------ Material provided
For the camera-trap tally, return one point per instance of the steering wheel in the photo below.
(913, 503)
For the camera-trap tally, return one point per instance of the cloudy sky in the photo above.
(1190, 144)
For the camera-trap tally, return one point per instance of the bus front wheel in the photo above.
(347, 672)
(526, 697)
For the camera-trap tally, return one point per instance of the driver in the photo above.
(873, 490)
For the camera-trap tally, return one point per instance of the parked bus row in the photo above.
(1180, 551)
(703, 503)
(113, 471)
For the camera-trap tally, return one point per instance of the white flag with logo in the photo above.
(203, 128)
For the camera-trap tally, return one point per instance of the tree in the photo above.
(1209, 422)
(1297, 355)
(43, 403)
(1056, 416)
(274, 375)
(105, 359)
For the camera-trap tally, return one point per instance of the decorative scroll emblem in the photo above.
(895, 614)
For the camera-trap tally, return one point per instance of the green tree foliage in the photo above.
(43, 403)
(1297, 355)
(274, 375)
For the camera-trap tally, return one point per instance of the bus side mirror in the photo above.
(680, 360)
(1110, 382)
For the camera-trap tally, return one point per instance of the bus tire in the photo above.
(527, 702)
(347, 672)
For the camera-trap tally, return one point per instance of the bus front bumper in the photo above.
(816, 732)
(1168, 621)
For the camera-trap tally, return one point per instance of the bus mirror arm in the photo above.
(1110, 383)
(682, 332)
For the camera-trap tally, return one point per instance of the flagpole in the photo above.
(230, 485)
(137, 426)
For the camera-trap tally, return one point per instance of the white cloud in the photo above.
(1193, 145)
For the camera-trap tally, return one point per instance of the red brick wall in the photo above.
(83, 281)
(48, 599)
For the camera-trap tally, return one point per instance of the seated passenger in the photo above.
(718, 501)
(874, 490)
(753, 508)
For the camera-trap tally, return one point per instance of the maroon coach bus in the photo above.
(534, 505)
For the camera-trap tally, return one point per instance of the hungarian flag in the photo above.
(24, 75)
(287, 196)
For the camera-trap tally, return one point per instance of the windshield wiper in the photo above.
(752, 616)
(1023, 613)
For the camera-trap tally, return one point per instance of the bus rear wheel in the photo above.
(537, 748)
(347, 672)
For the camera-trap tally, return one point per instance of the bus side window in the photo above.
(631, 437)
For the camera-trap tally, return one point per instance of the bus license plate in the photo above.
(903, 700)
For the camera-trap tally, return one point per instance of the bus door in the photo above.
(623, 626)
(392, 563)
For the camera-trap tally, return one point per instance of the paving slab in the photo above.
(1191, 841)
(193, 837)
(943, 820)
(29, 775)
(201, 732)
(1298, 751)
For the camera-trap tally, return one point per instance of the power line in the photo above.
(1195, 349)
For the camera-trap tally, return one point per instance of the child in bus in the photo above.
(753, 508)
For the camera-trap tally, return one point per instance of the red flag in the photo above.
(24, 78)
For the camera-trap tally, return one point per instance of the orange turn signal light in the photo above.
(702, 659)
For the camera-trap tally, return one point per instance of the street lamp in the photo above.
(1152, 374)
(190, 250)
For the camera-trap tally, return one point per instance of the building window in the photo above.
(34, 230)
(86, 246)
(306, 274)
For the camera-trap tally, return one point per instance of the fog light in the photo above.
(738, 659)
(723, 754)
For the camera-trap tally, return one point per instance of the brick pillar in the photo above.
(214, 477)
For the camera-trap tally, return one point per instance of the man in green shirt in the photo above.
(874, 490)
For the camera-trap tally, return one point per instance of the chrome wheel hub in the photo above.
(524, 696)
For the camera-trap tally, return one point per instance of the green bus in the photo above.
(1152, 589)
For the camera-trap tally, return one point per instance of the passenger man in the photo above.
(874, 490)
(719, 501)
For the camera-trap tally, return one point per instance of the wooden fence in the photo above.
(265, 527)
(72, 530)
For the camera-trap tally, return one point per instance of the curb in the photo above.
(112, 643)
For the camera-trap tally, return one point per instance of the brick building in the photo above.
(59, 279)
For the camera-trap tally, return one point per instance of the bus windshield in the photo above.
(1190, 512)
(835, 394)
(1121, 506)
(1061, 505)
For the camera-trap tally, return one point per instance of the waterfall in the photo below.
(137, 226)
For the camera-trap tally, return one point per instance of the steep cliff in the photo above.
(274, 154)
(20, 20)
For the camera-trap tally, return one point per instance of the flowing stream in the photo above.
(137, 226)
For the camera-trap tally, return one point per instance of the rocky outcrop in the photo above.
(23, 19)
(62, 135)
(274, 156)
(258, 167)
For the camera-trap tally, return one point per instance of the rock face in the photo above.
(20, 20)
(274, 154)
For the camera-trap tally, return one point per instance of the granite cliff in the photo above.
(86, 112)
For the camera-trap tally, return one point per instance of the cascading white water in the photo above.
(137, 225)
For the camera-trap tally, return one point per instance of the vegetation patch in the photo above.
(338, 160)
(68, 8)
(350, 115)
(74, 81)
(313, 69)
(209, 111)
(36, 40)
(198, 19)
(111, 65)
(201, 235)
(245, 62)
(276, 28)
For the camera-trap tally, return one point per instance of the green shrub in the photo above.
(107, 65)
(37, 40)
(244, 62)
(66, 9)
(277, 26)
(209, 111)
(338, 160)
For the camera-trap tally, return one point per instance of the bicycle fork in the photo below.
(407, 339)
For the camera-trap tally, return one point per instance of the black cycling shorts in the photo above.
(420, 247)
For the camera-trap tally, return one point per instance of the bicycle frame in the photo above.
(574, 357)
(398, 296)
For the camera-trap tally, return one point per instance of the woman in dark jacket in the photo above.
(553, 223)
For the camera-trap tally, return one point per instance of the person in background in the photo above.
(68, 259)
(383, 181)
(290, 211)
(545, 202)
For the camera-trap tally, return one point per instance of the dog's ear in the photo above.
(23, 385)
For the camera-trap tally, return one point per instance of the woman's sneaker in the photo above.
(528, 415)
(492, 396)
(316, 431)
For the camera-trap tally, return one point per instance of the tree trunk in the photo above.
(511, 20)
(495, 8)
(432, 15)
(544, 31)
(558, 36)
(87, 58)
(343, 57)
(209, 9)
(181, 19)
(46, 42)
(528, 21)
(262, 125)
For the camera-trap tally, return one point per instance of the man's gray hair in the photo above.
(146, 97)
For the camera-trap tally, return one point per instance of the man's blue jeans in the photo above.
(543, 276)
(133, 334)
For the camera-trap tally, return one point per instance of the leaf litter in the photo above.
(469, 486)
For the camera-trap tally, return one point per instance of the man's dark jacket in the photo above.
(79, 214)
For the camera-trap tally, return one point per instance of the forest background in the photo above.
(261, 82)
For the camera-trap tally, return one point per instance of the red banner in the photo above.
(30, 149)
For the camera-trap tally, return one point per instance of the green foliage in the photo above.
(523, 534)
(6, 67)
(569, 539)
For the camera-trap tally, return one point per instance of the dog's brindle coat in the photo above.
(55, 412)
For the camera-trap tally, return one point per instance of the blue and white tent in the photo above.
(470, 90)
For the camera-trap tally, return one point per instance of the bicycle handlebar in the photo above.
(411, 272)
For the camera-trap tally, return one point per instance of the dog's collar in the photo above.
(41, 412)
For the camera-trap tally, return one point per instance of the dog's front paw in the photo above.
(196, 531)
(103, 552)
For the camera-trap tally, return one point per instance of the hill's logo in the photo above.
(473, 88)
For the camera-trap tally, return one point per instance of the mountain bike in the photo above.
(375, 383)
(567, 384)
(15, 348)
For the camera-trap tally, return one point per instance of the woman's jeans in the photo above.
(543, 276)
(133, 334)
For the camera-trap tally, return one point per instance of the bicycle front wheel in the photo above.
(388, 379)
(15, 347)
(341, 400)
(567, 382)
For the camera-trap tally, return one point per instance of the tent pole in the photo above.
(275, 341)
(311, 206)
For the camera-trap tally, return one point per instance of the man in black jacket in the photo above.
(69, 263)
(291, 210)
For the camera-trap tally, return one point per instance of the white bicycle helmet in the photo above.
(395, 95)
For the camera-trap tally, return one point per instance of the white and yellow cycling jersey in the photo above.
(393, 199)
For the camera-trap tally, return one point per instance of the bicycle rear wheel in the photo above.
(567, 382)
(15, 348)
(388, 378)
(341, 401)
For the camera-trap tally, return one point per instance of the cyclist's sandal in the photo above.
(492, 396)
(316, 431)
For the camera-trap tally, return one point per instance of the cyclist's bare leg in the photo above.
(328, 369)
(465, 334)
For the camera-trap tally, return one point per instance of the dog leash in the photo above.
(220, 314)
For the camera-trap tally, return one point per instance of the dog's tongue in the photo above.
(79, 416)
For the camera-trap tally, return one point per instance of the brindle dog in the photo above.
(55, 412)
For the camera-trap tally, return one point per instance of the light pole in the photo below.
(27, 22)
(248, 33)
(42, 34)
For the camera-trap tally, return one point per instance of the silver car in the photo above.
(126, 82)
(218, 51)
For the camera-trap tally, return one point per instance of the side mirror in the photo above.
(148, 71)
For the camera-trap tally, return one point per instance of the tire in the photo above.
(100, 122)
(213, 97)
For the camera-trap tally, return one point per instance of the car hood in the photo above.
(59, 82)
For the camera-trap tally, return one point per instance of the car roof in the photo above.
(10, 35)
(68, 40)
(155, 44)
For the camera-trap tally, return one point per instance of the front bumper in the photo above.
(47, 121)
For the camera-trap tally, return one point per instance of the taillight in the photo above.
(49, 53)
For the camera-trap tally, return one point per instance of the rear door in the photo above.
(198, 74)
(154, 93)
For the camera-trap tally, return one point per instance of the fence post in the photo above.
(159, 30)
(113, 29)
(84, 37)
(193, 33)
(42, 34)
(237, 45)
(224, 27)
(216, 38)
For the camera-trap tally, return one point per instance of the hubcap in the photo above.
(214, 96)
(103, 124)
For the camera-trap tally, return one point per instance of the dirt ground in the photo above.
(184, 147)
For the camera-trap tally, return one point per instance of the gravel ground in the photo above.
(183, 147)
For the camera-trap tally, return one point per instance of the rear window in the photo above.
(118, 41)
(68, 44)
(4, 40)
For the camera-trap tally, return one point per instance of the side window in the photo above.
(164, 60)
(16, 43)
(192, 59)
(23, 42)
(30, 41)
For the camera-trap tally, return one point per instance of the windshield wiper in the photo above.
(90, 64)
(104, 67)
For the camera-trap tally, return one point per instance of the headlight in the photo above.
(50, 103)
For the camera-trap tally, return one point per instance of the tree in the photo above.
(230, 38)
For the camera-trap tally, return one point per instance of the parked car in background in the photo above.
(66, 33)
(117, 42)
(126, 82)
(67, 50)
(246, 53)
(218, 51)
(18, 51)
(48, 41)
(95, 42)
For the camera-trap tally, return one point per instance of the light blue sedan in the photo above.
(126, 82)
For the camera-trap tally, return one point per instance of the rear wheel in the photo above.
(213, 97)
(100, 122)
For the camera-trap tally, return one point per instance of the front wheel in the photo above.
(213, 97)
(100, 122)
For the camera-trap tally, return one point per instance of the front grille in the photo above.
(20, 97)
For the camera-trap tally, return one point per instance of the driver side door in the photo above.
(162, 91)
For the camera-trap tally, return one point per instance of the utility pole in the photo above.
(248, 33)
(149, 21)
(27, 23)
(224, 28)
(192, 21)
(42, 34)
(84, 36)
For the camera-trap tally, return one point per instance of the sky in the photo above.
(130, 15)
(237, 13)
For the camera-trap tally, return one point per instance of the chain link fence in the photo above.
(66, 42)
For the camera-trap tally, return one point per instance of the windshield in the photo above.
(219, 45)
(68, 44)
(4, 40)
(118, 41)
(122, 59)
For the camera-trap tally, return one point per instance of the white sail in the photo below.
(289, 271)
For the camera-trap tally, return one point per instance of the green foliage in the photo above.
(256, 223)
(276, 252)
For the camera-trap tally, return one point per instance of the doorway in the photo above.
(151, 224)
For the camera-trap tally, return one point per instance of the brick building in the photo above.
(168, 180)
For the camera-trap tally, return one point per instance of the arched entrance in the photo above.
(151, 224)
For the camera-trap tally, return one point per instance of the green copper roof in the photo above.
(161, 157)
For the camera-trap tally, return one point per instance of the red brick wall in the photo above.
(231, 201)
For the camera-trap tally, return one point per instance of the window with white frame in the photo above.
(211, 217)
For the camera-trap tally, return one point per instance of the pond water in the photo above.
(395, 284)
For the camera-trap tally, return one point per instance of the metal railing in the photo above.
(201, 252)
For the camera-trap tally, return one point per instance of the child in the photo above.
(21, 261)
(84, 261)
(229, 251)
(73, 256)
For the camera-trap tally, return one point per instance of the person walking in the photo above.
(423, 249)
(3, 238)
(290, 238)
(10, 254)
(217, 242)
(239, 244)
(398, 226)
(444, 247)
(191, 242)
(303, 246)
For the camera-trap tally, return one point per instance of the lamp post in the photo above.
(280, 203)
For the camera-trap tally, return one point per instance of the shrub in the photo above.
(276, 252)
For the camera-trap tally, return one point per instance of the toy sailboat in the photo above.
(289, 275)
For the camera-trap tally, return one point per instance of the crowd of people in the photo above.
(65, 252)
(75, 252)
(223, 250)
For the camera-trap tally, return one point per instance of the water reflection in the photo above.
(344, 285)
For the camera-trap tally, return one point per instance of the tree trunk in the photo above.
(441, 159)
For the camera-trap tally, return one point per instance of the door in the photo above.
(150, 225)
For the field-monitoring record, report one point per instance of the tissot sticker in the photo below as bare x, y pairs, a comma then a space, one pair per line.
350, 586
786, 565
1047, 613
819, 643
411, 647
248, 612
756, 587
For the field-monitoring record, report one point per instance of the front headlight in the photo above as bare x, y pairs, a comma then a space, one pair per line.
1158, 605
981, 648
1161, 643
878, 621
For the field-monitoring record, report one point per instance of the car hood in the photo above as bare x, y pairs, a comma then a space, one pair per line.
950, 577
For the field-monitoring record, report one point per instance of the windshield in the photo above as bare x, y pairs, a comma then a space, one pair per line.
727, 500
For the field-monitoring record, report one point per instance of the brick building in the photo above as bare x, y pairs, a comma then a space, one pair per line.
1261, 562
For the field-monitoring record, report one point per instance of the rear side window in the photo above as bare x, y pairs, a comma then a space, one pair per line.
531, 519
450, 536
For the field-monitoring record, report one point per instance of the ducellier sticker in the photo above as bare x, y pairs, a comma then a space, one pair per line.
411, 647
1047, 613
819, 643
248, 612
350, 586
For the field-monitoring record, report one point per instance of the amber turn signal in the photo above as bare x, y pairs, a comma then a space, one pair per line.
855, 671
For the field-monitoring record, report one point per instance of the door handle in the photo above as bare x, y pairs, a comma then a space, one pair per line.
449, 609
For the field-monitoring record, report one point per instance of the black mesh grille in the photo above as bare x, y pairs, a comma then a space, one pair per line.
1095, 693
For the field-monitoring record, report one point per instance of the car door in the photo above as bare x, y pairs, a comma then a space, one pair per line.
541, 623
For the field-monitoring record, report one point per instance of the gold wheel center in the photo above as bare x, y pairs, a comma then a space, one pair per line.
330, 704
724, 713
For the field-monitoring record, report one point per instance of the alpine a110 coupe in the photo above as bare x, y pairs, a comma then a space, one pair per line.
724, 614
------------
Reproduce word for word the stretch of lines from the one containing "bus side mirror in the photo above." through the one containing "(1023, 613)", including both of those lines.

Finished exercise ->
For the camera-trap tally, return one point per instance of the bus side mirror in the photo above.
(680, 360)
(1110, 382)
For the camera-trap tally, return one point per instance of the bus tire in the photo above.
(527, 702)
(347, 672)
For the camera-trap tally, return one point per instance of the bus front bumper in the photo above.
(816, 732)
(1168, 621)
For the camera-trap tally, return one point per instance of the bus mirror arm in the photo above.
(1110, 383)
(682, 332)
For the camera-trap tally, return one point per instance of the flagpole in the photo above.
(230, 485)
(137, 426)
For the camera-trap tally, return one point per instance of the white cloud in the photo above.
(1193, 145)
For the camera-trap tally, return one point per instance of the red brick wall in the photo above.
(83, 281)
(48, 599)
For the camera-trap tally, return one point per instance of the seated passenger in the photo above.
(718, 501)
(874, 490)
(753, 508)
For the camera-trap tally, return one point per instance of the maroon coach bus in the photo above.
(534, 505)
For the camera-trap tally, return one point per instance of the hungarian flag in the photo above.
(24, 75)
(287, 196)
For the camera-trap tally, return one point per instance of the windshield wiper in the photo above.
(752, 616)
(1023, 613)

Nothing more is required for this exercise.